Coordinate annotation records
========================

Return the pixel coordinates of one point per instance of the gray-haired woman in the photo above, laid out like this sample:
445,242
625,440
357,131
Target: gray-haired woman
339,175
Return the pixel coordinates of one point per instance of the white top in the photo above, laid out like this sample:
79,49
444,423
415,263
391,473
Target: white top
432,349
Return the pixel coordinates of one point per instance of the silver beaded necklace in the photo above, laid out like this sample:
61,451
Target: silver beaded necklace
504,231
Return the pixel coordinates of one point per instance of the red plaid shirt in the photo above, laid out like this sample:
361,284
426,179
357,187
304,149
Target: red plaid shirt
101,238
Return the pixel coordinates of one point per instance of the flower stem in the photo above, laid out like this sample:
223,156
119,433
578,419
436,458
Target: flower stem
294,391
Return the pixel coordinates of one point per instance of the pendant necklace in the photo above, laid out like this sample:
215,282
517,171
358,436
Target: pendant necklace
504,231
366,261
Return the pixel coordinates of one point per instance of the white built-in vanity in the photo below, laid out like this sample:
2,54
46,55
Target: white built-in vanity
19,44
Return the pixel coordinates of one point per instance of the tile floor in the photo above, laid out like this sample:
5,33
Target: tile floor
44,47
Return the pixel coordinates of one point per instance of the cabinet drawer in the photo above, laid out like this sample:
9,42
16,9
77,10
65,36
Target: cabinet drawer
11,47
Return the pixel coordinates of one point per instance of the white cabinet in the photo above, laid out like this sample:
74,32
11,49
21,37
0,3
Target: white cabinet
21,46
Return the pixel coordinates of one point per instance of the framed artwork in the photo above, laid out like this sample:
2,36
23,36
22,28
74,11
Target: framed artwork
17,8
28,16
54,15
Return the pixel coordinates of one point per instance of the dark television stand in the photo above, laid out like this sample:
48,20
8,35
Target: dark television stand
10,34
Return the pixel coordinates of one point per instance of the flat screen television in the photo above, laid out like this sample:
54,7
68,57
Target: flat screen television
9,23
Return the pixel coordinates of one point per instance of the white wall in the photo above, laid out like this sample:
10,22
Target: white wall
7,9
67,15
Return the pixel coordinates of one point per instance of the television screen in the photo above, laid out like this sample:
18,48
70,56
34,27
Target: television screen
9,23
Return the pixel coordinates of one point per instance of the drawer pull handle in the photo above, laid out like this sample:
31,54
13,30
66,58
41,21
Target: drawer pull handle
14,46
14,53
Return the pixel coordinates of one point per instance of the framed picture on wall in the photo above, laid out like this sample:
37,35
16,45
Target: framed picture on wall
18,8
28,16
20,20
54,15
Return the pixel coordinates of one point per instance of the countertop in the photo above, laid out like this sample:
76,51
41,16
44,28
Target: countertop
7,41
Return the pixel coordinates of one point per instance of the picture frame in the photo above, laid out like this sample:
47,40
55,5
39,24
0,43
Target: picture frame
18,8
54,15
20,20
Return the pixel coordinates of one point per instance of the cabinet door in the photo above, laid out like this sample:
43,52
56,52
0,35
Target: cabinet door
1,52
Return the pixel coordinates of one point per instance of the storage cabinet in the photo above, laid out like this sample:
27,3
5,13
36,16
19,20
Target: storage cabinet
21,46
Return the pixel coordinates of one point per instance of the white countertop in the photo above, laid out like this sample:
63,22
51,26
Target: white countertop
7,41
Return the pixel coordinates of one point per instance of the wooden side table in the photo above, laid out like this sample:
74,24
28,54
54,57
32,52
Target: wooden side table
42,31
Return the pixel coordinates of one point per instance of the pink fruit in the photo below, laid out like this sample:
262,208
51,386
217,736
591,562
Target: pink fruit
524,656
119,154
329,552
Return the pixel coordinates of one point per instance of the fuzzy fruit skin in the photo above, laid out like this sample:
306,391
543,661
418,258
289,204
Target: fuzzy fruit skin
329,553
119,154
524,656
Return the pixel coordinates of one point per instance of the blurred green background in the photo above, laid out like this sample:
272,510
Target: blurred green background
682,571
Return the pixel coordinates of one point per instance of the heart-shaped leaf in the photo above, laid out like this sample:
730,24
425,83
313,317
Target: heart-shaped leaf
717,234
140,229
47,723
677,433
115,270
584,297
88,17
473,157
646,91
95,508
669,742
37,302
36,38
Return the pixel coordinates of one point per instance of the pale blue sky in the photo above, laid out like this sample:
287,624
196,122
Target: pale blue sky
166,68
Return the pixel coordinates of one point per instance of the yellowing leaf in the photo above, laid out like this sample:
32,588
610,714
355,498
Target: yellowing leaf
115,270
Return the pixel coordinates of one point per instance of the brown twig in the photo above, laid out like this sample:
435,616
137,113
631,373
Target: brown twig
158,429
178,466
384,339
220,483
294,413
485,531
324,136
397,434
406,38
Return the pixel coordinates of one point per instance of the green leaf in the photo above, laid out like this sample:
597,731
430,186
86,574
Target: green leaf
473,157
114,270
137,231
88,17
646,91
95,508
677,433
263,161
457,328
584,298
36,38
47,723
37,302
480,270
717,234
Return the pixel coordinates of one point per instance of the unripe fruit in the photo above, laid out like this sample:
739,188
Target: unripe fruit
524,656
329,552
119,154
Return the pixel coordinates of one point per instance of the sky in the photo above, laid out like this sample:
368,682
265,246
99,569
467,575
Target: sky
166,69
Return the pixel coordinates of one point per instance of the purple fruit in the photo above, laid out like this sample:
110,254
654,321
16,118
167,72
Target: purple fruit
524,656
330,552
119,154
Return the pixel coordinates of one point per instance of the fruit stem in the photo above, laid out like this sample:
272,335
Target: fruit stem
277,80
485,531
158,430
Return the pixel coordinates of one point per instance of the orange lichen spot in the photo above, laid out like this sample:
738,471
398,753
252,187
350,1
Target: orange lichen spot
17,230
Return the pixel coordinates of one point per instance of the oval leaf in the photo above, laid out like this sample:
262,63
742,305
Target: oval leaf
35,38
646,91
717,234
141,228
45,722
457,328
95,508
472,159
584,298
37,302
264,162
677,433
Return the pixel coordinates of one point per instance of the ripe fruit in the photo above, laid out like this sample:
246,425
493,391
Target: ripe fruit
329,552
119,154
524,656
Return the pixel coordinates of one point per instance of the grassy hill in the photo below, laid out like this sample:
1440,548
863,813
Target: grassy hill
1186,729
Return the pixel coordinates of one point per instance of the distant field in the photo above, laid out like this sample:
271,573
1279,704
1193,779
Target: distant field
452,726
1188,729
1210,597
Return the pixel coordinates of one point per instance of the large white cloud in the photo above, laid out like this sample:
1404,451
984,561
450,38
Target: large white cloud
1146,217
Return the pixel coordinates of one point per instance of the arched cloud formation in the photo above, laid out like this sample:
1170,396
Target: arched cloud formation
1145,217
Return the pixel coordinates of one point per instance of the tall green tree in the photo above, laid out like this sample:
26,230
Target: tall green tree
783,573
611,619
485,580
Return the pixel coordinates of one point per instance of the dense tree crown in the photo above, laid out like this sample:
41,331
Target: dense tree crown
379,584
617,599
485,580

========================

● TASK TO COMPLETE: Exact output of every entry is required.

● RESULT OF THIS EXERCISE:
Return the pixel coordinates of one point per instance of the gray-haired woman in the photo above, laid out like this sample:
445,242
625,440
357,131
Target: gray-haired woman
339,175
Return the pixel coordinates of one point per instance of the white top in the photo above, laid out like this sample:
79,49
444,423
415,263
391,473
Target: white top
432,349
Return the pixel coordinates of one point per instance of the silver beaded necklace in the photo above, laid out like this sample:
61,451
Target: silver beaded necklace
504,231
Return the pixel coordinates of one point per instance of the red plaid shirt in the photo above, laid out like this sample:
361,284
426,179
357,187
304,149
Target: red plaid shirt
101,238
Return the pixel coordinates of one point per instance of the flower stem in the photo above, laid out like this sample:
223,156
119,433
578,419
436,458
Target: flower stem
294,391
Return the pixel coordinates of one point per instance of the pendant necklace in the photo above, laid out like this sample:
215,282
517,171
358,436
Target: pendant necklace
504,231
366,261
Return the pixel coordinates of one point per instance of the white built-in vanity in the photo below, laid out like this sample:
2,54
46,55
Target: white built-in vanity
19,44
Return the pixel coordinates of one point per instance of the tile floor in the photo above, laid out like this sample:
5,33
Target: tile floor
44,47
Return the pixel coordinates of one point per instance of the cabinet drawer in the photo above, laid out like this sample:
9,42
16,9
77,10
65,36
Target: cabinet drawer
11,47
Return the pixel coordinates of one point per instance of the white cabinet in the photo above, laid out like this sample:
74,32
11,49
21,37
0,3
Target: white cabinet
21,46
Return the pixel coordinates of one point per instance of the framed artwork in the photo above, laid out like this sample:
2,36
23,36
22,28
74,11
Target: framed artwork
17,8
28,16
54,15
Return the pixel coordinates of one point per instance of the dark television stand in the photo above, laid out like this sample:
48,20
8,35
Target: dark television stand
10,34
Return the pixel coordinates of one point per instance of the flat screen television in the photo above, laid out like this sample:
54,7
68,57
Target: flat screen television
9,23
Return the pixel coordinates of one point per instance of the white wall in the photo above, laid out like this sample:
10,22
Target: white wall
7,9
67,15
Return the pixel coordinates of one point per instance of the television screen in the photo above, laid out like this sample:
18,48
70,56
34,27
Target: television screen
9,23
Return the pixel coordinates of one point per instance of the drawer pull handle in the photo above, laid out like this sample:
31,54
13,30
66,58
41,21
Target: drawer pull handle
14,46
14,53
Return the pixel coordinates of one point per instance of the framed picture on wall in the photo above, laid out like this sample:
37,35
16,45
Target: framed picture on wall
18,8
28,16
20,20
54,15
Return the pixel coordinates of one point per instance of the countertop in the photo above, laid out like this sample:
76,51
41,16
44,28
Target: countertop
7,41
Return the pixel coordinates of one point per instance of the picture frame in the photo above, laid out like this sample:
47,40
55,5
39,24
0,43
Target: picture frame
18,8
54,15
20,20
Return the pixel coordinates of one point per instance of the cabinet door in the photo above, laid out like this sample:
43,52
56,52
0,35
Target: cabinet door
1,52
Return the pixel coordinates of one point per instance of the storage cabinet in the photo above, laid out like this sample:
27,3
5,13
36,16
19,20
Target: storage cabinet
21,46
Return the pixel coordinates of one point per instance of the white countertop in the photo above, laid out like this sample:
63,22
51,26
Target: white countertop
7,41
Return the pixel coordinates of one point per instance of the wooden side table in the photo above, laid out like this sample:
74,24
28,54
54,57
32,52
Target: wooden side table
42,31
Return the pixel coordinates of one point per instance of the pink fruit in the photo below, laid out like this sample:
262,208
51,386
217,736
591,562
Target: pink fruit
524,656
119,154
329,552
Return the pixel coordinates of one point per instance of the fuzzy fruit skin in the photo above, laid out like this sample:
306,391
543,661
418,258
289,204
Target: fuzzy fruit skin
329,553
119,154
524,656
Return the pixel coordinates of one point per instance of the blurred green background in the photo above, laid out like this sample:
272,510
Target: blurred green background
682,571
Return the pixel coordinates of one point per instance of the heart-shaped leaf in the photo above, laid out like this sample:
730,24
425,83
313,317
Target: heart-shaped leaf
717,234
140,229
47,723
677,433
115,270
584,297
88,17
473,157
646,91
95,508
669,742
37,302
36,38
Return the pixel coordinates of one point per instance of the pale blue sky in the photo above, laid out like this sample:
287,624
196,122
Target: pale blue sky
166,68
Return the pixel coordinates of one point per instance of the yellowing leaf in the photo above, laid out like this sample:
32,588
610,714
355,498
Target: yellowing leaf
115,270
Return the pixel coordinates of one point per instance of the brown twig in the photo above, laid out like this sample:
435,616
137,113
631,373
Target: brown twig
158,429
178,466
384,339
220,483
294,413
485,531
324,136
397,434
406,38
Return the pixel coordinates of one point per instance of the green leaf in the photo above, laid out like this sample:
597,731
430,186
86,574
Target: green leaf
473,157
114,270
137,231
88,17
646,91
95,508
677,433
263,161
457,328
584,298
36,38
47,723
37,302
480,270
717,234
Return the pixel coordinates of one point per instance of the unripe fruit in the photo above, laid out like this sample:
739,188
Target: unripe fruit
524,656
329,552
119,154
Return the pixel coordinates of one point per instance of the sky in the photo above, laid out like this sample:
368,682
265,246
99,569
467,575
Target: sky
166,69
Return the pixel coordinates of one point per instance of the purple fruit in the photo above, laid out like this sample:
110,254
654,321
16,118
167,72
Target: purple fruit
524,656
330,552
119,154
Return the pixel coordinates of one point per instance of the fruit stem in the photo above, laid out like this sample:
272,335
Target: fruit stem
277,80
485,531
158,430
Return the pixel coordinates of one point per instance of the orange lichen spot in the photo above, laid out like this sample:
738,471
398,753
252,187
350,1
Target: orange lichen spot
17,230
Return the pixel coordinates of one point per instance of the oval leaf in the photo above, laid out like this sample:
262,63
742,305
Target: oval leaf
35,38
646,91
717,234
141,228
45,722
457,328
95,508
472,159
584,298
37,302
264,162
677,433
Return the pixel coordinates of one point per instance of the ripe fruit in the photo above, laid out like this sample:
246,425
493,391
Target: ripe fruit
329,552
119,154
524,656
Return the pixel coordinates of one point per instance of the grassy hill in the photo below, laid out like this sample:
1440,548
863,813
Target: grassy hill
1186,729
Return the pixel coordinates of one point per instance of the distant field in the photo above, laid out like this sample:
271,573
1279,704
1193,779
Target: distant field
452,726
1188,729
1210,597
Return the pixel coordinates of one point per instance of the large white cloud in the photo above, laid out like this sample:
1404,451
984,561
450,38
Target: large white cloud
1146,217
Return the pixel coordinates of one point per instance of the arched cloud formation in the photo above, laid out like this sample:
1170,396
Target: arched cloud formation
1145,217
Return the pixel coordinates of one point per instance of the tall green tree in the photo above, laid out like this sample:
26,230
Target: tall green tree
783,573
611,619
485,580
Return the pixel coordinates of one point per instance of the dense tree crown in the photo above, laid out like this sample:
41,331
Target: dense tree crown
379,584
617,599
485,580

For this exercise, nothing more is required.